# start of Data supplied

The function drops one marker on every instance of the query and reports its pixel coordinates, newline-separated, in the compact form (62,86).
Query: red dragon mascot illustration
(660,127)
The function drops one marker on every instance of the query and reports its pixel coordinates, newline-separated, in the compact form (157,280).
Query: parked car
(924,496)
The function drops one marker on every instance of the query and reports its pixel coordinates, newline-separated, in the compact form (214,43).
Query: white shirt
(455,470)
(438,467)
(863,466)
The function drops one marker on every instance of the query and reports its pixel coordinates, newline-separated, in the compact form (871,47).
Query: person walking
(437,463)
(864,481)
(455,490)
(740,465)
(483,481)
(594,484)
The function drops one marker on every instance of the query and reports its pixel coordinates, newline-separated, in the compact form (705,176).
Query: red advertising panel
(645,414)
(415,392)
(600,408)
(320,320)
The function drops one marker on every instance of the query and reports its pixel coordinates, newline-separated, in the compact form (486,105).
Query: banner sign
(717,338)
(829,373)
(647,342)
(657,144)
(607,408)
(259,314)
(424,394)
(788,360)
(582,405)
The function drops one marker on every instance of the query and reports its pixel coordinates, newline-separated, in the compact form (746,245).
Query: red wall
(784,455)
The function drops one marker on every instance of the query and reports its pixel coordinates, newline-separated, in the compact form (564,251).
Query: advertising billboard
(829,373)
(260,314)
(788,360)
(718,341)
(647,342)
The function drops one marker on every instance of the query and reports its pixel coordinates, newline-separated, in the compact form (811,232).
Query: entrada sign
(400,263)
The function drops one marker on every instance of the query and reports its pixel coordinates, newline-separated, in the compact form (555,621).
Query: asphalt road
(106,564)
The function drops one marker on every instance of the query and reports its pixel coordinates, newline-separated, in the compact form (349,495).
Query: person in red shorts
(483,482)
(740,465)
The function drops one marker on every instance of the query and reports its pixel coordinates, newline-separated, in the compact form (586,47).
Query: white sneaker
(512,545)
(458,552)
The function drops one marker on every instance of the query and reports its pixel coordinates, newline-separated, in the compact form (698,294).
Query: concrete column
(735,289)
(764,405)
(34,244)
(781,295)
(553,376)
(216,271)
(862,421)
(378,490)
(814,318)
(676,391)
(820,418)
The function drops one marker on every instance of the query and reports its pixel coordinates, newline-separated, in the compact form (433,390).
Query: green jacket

# end of Data supplied

Job
Quote every one of the lines above word for word, leaving nothing out and changing nothing.

Worked answer
The function drops one marker on every instance of the query and reports its pixel coordinates, newline-separated, in the compact form (62,86).
Query: red dragon mascot illustration
(660,127)
The function drops one marker on every instance of the query and reports its pixel coordinates, newline-separated, in the compact form (157,280).
Query: parked car
(924,496)
The function drops one marker on every instance of the query and reports its pixel coordinates, newline-separated, in the compact form (214,43).
Query: white shirt
(455,470)
(438,467)
(863,466)
The function drops one marker on every instance of the query and reports its pixel coordinates, newline-separated, in the compact form (871,47).
Query: person walking
(437,463)
(864,481)
(455,490)
(740,465)
(483,481)
(594,484)
The function drops one marker on every instance of the query and reports its pixel coordinates, newline-separated, in the compact form (705,176).
Query: red advertising panel
(645,414)
(415,392)
(600,408)
(320,320)
The function drops one marker on every instance of the query and reports its pixel coordinates, newline-separated, in the compact form (486,105).
Query: banner sign
(717,338)
(829,373)
(647,342)
(657,144)
(607,408)
(259,314)
(424,394)
(788,360)
(582,405)
The function drops one marker on every instance of the query and reports its pixel coordinates, newline-separated, in the compact form (746,245).
Query: red wall
(784,455)
The function drops one marker on every instance of the query and reports its pixel coordinates, newline-separated, in the compact form (564,251).
Query: advertising billboard
(829,373)
(260,314)
(788,360)
(718,341)
(647,342)
The function drops one marker on every instance of the query and reports its pixel coordinates, newline-separated, in the compact form (811,232).
Query: entrada sign
(400,263)
The function drops one marker on every instance of the query and reports its pixel coordinates, newline-separated, in the compact form (555,621).
Query: asphalt road
(106,564)
The function drops one marker on every instance of the query and reports its pixel coordinates, newline-separated, in the compact form (349,495).
Query: person in red shorts
(483,482)
(740,465)
The function drops one marker on every instance of the query and reports its pixel coordinates, newline-separated, in the compact form (586,47).
Query: white sneaker
(512,545)
(458,552)
The function drops one marker on every instance of the query and reports its pixel coordinates, newline-separated, in the compact form (698,294).
Query: concrete column
(735,289)
(764,405)
(34,244)
(781,295)
(553,376)
(216,271)
(862,421)
(378,490)
(814,318)
(676,391)
(820,418)
The function drops one marker on every instance of the query and reports its pixel coordinates, newline-separated, in the compact form (433,390).
Query: green jacket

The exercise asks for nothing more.